WRITTEN REQUEST: Please put everything from the line containing "Locate one point per instance of the window" down to the line containing "[(60, 61), (51, 51), (59, 51), (44, 61), (51, 61)]", both included, into a JSON list of strings, one string per line and blank lines left out.
-- Start of RECORDS FOR THIS EXERCISE --
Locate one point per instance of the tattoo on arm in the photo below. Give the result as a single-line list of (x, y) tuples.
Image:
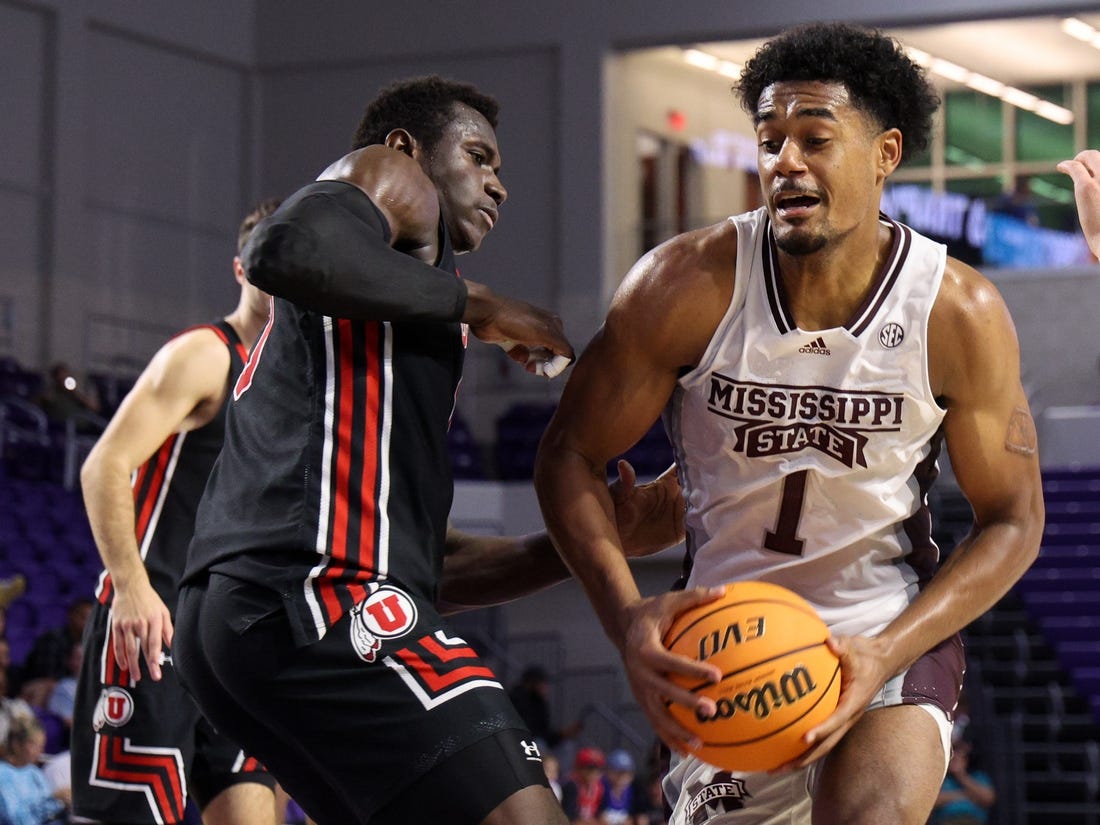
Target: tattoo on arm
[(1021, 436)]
-- End of RECORDS FOR THIS EXERCISE --
-- Start of RECORDS FOR THIS EXERCISE --
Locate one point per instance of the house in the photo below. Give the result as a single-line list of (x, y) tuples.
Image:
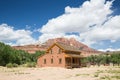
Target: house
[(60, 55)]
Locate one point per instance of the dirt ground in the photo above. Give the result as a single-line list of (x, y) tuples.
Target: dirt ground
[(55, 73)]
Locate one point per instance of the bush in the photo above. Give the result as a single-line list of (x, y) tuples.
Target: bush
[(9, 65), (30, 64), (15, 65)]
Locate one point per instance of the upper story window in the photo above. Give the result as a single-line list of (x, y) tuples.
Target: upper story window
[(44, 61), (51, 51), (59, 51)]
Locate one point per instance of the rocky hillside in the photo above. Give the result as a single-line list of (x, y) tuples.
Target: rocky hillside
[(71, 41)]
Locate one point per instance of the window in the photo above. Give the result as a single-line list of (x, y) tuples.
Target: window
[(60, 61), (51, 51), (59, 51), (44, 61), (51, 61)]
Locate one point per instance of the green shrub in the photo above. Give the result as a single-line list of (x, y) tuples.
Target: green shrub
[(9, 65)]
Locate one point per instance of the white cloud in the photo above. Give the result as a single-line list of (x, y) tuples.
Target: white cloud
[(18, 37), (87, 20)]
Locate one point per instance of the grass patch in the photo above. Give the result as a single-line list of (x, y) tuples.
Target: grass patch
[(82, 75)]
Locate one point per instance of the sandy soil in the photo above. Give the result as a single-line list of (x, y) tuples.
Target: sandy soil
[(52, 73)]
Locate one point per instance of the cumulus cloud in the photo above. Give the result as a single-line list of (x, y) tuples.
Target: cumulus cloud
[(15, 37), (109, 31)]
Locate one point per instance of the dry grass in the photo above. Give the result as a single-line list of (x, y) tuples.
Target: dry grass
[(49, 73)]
-- End of RECORDS FOR THIS EXERCISE --
RESPONSE TO THIS TASK:
[
  "Locate one point per instance of the window in the photo above. Give the result as a single-line list of (x, y) tuples.",
  "Target: window",
  "[(60, 61), (51, 51), (59, 51), (44, 61), (51, 61)]"
]